This article outlines why it’s so difficult to scale multi-location ad campaign strategies and how two enterprise-level advertisers—Cox Automotive and Storage Rentals of America (SROA)—were able to convert multi-location complexity into their competitive advantage by centralizing and automating their approach.

Why you can’t scale your multi-location advertising campaigns

Consider this: every multi-location ad campaign incorporates many unique variables. Specific locations or addresses, multiple ad channels, unique strategies, hundreds of product sets, different audiences, even local business nuances…every one can play a factor in the types of strategies you build. 

But for every variable you’re trying to account for within your ad campaign, you’re creating more chances for something to go wrong, which means more pressure on the system (and teams) underneath it all. 

Campaign complexity multiplies with each new variable but your team’s capacity increases in a straight line. You’re actually facing a structural barrier, not a workload problem. This challenge is amplified by the fact that the data sources you rely on for multi-location strategies—local inventory signals, brand rules, budgets, location-level business goals—rarely live in one place. 

A manually-built multi-location campaign strategy for 10 locations can survive for a while. But if you try to apply the same build process for 1,000 locations, it will fall apart. Your strategy can be rock-solid, but the workflow to put everything together wasn’t built to handle the operational complexity required to pull it off.

The four reasons why manual multi-location advertising workflows aren’t scalable

You hired your team to be strategists, but most AdOps team members are relegated to mere “copy and paste” connectors between advertising systems. This brings expensive and unnecessary risk to your AdOps. One wrong budget entry, one missed creative update, or one broken naming convention, and the negative impact compounds quickly. These are predictable (and often seen) outcomes when people are forced to repeat the same tedious-but-vital actions at scale.

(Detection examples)
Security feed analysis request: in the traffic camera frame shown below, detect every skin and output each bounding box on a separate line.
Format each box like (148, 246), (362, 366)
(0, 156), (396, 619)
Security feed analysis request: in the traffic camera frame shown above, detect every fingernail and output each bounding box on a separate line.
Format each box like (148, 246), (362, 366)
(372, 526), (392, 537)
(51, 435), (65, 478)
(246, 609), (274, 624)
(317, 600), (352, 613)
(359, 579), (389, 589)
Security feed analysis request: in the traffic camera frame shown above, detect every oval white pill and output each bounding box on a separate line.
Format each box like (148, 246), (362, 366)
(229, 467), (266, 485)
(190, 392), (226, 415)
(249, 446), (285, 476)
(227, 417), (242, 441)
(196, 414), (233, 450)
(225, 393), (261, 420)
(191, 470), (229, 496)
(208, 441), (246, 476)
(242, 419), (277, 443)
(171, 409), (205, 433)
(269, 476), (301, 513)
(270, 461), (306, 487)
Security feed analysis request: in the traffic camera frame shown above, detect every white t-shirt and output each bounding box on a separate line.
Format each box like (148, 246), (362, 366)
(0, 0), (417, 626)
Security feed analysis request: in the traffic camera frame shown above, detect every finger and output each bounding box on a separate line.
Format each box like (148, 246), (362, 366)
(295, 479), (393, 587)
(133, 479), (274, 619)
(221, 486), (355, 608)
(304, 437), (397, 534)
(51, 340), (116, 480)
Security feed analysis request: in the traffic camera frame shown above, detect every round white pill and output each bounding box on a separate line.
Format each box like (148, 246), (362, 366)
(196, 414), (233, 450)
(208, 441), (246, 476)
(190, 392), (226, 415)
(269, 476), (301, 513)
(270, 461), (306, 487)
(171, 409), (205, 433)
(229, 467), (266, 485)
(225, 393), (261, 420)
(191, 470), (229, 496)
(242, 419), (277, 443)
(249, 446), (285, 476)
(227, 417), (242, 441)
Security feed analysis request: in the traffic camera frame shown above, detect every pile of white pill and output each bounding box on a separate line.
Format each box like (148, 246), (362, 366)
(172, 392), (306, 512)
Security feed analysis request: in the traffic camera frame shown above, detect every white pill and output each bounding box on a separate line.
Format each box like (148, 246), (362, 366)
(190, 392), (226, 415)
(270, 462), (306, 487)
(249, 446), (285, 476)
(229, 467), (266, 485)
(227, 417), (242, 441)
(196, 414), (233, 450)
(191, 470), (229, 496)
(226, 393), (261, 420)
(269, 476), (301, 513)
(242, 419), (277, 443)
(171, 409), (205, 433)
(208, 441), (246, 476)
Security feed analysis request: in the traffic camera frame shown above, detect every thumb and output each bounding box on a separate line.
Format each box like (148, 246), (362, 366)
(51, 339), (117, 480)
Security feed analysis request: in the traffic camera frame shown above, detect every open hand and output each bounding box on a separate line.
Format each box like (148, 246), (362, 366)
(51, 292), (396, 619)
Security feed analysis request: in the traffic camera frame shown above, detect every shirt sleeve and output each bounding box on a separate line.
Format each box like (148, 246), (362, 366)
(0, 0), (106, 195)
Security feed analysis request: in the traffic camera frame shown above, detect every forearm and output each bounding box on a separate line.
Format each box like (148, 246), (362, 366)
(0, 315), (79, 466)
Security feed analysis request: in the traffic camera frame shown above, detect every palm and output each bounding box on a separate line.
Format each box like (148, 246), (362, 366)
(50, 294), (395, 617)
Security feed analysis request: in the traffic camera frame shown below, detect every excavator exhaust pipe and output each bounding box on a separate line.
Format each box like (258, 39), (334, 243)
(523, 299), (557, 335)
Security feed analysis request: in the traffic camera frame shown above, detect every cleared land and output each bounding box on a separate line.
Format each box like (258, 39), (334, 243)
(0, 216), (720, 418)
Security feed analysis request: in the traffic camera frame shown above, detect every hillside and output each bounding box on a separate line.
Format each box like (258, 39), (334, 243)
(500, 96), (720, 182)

#### [Requests]
(1) Rewrite the passage on multi-location advertising above from "You hired your" to "actions at scale.", using "planners" in place of "strategists".
(2) Extend the article on multi-location advertising by writing the section that follows its final sentence.

#### [The answers]
(1)
You hired your team to be planners, but most AdOps team members are relegated to mere “copy and paste” connectors between advertising systems. This brings expensive and unnecessary risk to your AdOps. One wrong budget entry, one missed creative update, or one broken naming convention, and the negative impact compounds quickly. These are predictable (and often seen) outcomes when people are forced to repeat the same tedious-but-vital actions at scale.

(2)
When multi-location ad campaigns are built using manual workflows, advertisers tend to hit one of these four roadblocks (or, honestly, all of them) pretty quickly:

Manual campaign builds hinder speed to market

The sheer volume of grunt work required to launch localized campaigns across hundreds of locations can’t be outpaced by hiring more people. When every location-specific creative, copy tweak, and channel setting must be handled individually, launch deadlines stretch from hours to weeks. Longer launch timelines often mean opportunities, slower optimizations, and less value delivered to clients when timing matters most.

Untimely budgeting processes drive up costly errors

Pacing budgets across hundreds or thousands of location-channel combinations is one of the easiest places for an unstructured campaign system to break. Manual budget management often leads to underspend and overspend, costly errors and credits, and near-constant anxiety around where dollars are actually going.

Inconsistent performance reports take forever to build 

Disconnected multichannel data sources force teams to rely on slow reporting processes that ultimately deliver stale, unactionable insights. Plus, relying on humans to build reports by hand means you often end up with client reports built in the same program in different ways, causing confusion and weakening client trust.

You lose your strategic agility

Lastly, all of these things—manually building reports, pacing across different channels, QA’ing or implementing one-off fixes—leave your team with little time left to do the strategic work they need to move things forward. That means no testing, no channel expansion, no new strategic ideas. Ultimately, this is how operational friction halts growth and profitability for your entire organization.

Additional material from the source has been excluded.